● TASK REQUIREMENTS
Your answer is the lines below, exactly, from the one that contains "Target: stainless steel range" through the one that contains "column 281, row 51", both included.

● DATA PROVIDED
================
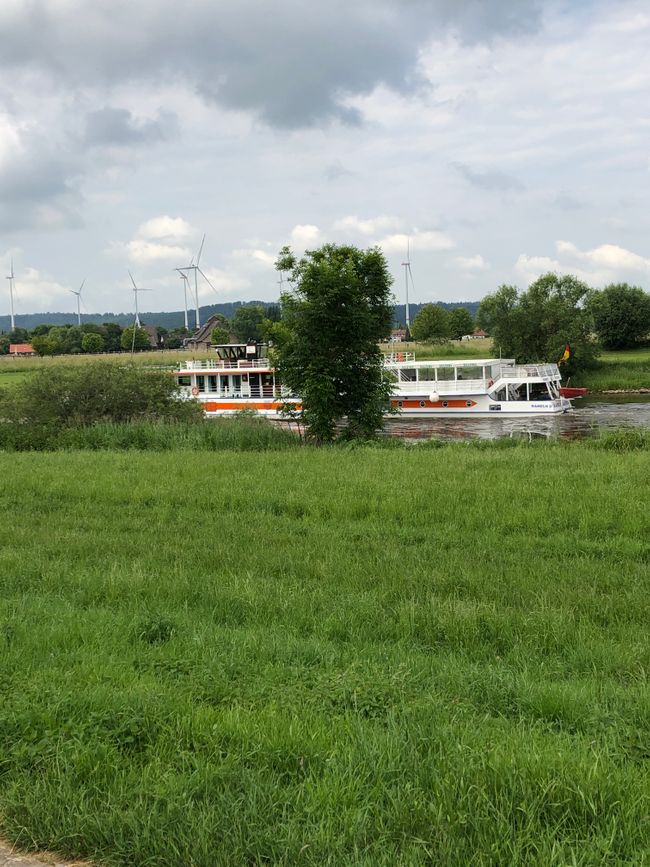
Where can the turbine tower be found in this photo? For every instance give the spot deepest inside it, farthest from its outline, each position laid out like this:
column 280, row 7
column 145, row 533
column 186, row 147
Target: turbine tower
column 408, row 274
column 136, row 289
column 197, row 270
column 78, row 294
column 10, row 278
================
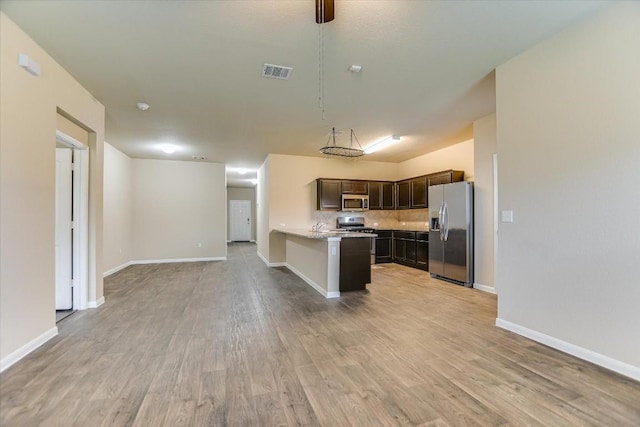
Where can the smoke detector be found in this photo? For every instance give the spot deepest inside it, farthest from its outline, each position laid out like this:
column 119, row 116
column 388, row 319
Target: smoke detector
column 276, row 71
================
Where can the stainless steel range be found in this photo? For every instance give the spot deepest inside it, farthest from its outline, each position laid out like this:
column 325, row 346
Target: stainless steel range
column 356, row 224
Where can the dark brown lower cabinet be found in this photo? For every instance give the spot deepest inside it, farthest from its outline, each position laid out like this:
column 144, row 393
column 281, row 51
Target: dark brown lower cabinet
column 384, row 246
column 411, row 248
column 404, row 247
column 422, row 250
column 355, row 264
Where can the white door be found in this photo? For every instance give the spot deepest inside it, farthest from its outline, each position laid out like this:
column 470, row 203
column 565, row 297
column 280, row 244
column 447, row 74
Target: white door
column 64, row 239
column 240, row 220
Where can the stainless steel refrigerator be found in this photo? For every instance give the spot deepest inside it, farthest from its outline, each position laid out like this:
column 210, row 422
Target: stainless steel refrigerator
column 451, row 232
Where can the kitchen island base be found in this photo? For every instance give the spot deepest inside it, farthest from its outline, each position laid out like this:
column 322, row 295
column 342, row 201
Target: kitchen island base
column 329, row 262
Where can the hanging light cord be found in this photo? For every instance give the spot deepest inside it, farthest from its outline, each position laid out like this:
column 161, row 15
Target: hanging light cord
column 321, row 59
================
● COMPLETED EXERCISE
Target: stainless steel range
column 356, row 224
Where can the dark brown lower cabinet be found in this photo? For every instance give the spot deepest inside it, farthest from its outline, each position laid out like this:
column 144, row 393
column 281, row 51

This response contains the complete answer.